Aim: How many lines in the entries below contain the word "fallen"? Reply with the number only.

Material provided:
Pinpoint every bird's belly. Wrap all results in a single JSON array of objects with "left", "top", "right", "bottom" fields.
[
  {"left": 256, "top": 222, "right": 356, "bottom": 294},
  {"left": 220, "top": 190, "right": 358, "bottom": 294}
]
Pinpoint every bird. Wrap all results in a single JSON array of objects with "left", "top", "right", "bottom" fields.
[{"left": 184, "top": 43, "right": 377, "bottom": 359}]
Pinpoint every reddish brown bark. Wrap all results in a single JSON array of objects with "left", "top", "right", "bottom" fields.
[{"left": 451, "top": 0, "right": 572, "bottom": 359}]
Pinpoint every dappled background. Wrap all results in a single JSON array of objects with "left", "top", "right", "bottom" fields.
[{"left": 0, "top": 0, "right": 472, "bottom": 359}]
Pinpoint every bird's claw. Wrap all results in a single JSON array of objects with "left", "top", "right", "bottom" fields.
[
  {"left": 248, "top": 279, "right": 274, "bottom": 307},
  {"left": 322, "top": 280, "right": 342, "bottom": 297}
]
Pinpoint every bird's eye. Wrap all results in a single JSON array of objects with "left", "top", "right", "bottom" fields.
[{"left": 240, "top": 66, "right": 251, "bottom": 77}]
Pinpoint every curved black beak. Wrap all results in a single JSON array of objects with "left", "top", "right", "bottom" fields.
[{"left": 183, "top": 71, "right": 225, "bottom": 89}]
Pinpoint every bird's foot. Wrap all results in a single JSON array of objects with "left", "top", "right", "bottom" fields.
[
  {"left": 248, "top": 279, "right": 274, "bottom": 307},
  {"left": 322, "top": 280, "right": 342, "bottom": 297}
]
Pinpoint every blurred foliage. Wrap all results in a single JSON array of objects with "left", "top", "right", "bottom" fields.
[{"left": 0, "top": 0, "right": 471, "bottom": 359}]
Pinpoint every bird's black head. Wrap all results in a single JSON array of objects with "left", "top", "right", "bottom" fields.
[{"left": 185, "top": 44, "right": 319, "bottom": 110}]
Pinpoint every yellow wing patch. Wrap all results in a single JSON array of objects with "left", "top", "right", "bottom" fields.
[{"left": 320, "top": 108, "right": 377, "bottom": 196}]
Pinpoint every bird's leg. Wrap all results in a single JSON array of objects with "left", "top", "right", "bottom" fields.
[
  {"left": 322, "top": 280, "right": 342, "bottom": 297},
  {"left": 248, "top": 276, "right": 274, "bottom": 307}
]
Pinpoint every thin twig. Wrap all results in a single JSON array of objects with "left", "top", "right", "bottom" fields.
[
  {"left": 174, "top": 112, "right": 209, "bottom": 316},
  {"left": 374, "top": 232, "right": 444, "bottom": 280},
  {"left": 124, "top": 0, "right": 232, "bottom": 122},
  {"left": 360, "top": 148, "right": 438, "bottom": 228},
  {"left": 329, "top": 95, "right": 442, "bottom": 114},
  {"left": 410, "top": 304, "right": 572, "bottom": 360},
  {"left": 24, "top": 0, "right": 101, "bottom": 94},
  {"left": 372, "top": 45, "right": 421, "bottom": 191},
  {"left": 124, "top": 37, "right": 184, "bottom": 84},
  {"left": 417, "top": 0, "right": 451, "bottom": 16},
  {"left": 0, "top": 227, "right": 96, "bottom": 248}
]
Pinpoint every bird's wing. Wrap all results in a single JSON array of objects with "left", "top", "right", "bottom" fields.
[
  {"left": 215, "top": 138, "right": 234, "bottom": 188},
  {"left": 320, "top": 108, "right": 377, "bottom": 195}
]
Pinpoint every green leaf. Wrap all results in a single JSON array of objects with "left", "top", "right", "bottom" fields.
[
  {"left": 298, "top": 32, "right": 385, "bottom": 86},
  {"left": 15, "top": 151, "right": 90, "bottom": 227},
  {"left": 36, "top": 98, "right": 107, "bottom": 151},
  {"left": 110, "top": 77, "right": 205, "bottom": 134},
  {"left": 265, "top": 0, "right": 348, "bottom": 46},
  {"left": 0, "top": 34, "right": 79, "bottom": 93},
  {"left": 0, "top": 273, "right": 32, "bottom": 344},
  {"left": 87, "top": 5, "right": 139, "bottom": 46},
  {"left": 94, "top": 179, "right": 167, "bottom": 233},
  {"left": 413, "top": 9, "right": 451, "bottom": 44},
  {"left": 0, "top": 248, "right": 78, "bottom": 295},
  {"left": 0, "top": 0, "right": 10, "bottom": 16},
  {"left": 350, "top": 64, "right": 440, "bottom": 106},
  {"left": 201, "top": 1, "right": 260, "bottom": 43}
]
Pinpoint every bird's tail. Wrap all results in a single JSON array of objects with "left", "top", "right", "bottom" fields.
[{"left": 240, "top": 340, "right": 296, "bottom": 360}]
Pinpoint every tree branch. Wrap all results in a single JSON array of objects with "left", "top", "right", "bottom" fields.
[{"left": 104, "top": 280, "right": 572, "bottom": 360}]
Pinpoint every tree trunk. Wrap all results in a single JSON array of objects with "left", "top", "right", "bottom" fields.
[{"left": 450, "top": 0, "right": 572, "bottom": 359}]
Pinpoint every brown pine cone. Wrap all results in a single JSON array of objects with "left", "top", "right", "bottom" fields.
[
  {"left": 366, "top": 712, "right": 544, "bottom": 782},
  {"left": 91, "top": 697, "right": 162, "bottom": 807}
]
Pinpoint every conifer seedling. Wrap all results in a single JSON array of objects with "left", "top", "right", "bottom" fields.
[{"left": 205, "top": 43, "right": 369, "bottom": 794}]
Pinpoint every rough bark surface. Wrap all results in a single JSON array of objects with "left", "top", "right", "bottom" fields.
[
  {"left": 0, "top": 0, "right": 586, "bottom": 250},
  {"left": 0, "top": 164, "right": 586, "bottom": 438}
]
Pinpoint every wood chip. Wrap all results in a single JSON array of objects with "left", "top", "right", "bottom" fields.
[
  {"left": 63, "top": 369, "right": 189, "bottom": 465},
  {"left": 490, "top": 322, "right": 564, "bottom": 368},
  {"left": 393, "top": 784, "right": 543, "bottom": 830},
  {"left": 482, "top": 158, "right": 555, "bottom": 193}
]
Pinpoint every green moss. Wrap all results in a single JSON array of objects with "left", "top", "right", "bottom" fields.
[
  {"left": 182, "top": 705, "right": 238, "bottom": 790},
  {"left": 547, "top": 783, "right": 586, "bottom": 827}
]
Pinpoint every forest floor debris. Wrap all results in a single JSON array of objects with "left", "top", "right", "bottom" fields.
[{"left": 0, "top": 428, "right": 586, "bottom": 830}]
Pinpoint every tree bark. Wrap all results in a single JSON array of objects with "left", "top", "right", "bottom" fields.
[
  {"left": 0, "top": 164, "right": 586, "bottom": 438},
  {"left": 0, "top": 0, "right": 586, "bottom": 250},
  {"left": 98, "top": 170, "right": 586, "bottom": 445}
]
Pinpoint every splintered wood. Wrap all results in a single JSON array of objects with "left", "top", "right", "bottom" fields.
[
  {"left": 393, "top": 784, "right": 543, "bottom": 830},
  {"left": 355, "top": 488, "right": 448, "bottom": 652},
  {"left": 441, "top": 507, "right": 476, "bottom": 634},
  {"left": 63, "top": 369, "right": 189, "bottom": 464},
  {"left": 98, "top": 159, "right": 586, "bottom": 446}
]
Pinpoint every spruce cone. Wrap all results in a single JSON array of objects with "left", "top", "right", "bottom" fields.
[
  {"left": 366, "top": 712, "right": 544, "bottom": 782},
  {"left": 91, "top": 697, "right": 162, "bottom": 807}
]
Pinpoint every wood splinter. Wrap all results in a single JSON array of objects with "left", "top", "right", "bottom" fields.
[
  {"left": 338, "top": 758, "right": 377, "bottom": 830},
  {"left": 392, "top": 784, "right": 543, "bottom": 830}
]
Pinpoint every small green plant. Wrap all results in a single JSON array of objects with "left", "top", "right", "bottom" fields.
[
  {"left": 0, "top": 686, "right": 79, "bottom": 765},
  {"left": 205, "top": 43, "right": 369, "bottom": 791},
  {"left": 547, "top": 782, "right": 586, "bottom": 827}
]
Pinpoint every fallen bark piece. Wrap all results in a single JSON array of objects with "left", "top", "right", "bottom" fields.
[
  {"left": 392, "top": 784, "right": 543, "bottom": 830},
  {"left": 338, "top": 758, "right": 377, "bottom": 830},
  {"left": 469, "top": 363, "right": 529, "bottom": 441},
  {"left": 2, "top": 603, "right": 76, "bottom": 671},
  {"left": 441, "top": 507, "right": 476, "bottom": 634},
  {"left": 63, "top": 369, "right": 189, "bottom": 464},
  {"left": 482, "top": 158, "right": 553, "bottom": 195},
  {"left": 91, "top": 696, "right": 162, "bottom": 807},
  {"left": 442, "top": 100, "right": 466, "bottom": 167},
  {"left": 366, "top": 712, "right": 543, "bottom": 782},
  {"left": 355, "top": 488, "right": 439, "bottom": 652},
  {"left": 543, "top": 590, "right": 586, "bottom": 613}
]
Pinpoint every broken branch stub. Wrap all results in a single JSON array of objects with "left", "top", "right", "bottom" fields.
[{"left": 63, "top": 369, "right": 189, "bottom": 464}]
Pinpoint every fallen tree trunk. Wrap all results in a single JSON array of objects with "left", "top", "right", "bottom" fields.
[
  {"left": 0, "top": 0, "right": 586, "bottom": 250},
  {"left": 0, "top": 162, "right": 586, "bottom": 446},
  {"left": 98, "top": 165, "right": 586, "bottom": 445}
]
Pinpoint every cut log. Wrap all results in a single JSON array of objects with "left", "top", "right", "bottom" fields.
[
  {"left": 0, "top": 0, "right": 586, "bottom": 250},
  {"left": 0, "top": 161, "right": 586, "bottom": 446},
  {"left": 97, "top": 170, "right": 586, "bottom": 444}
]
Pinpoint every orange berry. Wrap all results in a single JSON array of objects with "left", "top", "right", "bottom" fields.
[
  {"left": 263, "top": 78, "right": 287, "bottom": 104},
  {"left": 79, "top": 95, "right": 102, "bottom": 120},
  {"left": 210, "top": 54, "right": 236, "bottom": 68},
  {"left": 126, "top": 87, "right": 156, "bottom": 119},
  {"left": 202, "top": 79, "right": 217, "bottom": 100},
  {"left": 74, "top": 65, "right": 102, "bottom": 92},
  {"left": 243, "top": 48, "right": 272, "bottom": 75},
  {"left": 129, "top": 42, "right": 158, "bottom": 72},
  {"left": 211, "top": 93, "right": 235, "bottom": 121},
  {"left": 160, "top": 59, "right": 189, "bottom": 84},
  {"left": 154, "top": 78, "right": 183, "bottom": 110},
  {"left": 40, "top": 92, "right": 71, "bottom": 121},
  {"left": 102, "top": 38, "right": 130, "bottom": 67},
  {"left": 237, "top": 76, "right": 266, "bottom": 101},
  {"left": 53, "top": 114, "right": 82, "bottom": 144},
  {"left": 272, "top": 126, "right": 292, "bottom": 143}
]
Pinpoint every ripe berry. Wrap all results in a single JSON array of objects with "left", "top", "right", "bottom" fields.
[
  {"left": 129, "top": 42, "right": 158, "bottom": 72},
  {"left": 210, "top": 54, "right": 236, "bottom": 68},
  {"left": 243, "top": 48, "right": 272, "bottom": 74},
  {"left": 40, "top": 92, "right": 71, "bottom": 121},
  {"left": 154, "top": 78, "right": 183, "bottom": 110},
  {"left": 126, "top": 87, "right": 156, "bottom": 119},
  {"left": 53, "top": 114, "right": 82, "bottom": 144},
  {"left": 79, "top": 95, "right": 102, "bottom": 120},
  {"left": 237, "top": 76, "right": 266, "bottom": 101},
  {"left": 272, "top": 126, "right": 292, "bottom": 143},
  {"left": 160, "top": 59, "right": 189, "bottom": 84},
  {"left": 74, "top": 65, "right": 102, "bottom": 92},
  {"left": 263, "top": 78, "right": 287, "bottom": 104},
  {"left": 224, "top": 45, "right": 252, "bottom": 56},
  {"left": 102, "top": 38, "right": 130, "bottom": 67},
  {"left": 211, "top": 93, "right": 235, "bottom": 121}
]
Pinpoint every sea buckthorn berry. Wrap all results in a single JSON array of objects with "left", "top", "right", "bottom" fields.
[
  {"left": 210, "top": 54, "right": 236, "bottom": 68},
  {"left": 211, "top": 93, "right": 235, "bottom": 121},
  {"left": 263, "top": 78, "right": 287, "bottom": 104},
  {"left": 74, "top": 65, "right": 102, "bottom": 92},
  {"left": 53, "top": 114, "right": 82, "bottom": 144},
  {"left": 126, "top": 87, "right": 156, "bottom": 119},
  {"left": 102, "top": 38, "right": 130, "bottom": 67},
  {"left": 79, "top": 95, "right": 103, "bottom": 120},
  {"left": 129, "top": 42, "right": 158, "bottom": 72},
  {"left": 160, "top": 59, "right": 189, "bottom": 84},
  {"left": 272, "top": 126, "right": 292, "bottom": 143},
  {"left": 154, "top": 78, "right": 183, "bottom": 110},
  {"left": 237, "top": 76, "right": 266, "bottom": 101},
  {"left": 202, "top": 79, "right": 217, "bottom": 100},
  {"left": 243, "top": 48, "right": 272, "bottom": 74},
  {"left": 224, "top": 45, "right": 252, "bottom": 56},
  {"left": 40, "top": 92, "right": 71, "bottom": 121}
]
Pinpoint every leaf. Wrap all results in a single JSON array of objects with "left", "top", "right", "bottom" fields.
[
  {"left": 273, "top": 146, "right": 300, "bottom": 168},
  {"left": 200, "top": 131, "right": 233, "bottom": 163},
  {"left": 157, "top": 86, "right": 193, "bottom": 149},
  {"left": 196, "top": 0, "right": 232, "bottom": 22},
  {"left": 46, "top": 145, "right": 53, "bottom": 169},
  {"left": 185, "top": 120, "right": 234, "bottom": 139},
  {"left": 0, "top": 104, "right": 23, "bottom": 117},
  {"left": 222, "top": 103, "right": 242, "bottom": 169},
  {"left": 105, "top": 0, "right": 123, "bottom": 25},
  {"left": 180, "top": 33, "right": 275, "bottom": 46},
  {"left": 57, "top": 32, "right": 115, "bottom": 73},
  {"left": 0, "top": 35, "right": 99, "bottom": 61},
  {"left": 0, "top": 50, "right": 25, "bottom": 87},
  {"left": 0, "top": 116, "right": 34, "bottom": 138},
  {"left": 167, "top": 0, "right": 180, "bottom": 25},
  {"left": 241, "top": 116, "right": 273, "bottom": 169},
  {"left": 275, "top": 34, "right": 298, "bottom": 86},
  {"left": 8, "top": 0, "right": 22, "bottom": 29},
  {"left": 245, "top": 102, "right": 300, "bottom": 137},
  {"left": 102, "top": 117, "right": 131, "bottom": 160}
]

Solution to this problem: 2